[Description of the task] Copy the line containing "Identify the black", then all lines after it up to and including the final line of the material, exactly and without additions.

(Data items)
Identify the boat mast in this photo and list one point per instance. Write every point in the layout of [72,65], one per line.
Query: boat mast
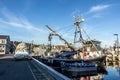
[53,33]
[78,35]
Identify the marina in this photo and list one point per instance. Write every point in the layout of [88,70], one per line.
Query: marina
[59,40]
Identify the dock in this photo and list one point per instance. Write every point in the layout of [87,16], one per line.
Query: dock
[112,57]
[27,70]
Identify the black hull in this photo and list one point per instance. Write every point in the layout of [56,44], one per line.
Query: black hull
[55,62]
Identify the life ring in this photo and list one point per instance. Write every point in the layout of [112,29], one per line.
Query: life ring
[85,53]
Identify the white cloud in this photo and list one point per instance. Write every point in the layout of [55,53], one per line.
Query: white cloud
[17,21]
[26,30]
[98,8]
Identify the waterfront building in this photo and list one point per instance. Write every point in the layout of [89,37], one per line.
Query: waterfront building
[5,44]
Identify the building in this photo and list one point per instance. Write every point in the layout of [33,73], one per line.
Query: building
[4,44]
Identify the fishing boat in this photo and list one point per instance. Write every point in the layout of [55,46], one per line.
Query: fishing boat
[22,52]
[90,51]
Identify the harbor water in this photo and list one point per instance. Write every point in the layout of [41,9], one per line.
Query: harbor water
[111,71]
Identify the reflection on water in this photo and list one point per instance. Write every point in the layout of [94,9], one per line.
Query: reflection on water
[111,71]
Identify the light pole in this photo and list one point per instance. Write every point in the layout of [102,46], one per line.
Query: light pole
[116,43]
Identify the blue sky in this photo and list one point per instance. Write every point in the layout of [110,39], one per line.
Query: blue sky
[25,20]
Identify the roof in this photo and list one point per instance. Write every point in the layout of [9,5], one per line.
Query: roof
[4,36]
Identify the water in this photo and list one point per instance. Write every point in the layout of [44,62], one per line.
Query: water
[111,71]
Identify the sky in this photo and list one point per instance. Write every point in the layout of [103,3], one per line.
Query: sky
[26,20]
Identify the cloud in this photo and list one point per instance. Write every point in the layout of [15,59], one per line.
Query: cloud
[13,20]
[20,28]
[98,8]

[Answer to this task]
Identify the black hull in this photo and list one point per instance. Write every point in the layout of [56,44], one per line.
Query: black hull
[55,62]
Identify the life ring in this photo and list one point per instance. Write every point in the layout of [112,29], one per line.
Query: life ring
[85,53]
Identify the white cloud in this photo and list one point per instance. Write every point in the layout of [55,53], one per line.
Query: white cloud
[17,21]
[26,30]
[98,8]
Identify the waterfront building in this photo and list one point per instance. Write every point in the layout of [89,37], one per line.
Query: waterfront building
[5,44]
Identify the building in this photo and list one point per instance. Write every point in the layout of [33,73], one per line.
Query: building
[4,44]
Identify the fishing boat in this photo and list one point per instance. Write every point in the layout of [55,46], one per line.
Query: fishing boat
[22,52]
[90,51]
Identify the harbor water in this photo and list one point per instance. Write every point in the layout of [41,9], one per line.
Query: harbor water
[111,71]
Identify the reflection on water in this photo and list one point per instance. Write every point in the layout of [94,9], one per line.
Query: reflection on water
[111,71]
Identify the light pole in this photo and list one point per instance. Write every point in the layout of [102,46], one per line.
Query: light pole
[116,43]
Identify the blue sky in this photo and list one point per instance. Write every point in the layout of [110,39], one per line.
Query: blue sky
[25,20]
Identify the roof in this photo and list one point per instance. Write every point in the layout of [9,5], one per line.
Query: roof
[4,36]
Identify the water in this photo and list one point per instance. Write every point in the layout of [44,62], one per line.
Query: water
[111,71]
Identify the sky in this photo and list one point per instance. Write every point in the layout of [103,3], one per line.
Query: sky
[26,20]
Identify the cloud in this photo and list one point per instance. Write every point in the layout of [15,59], one per line.
Query: cloud
[13,20]
[20,28]
[98,8]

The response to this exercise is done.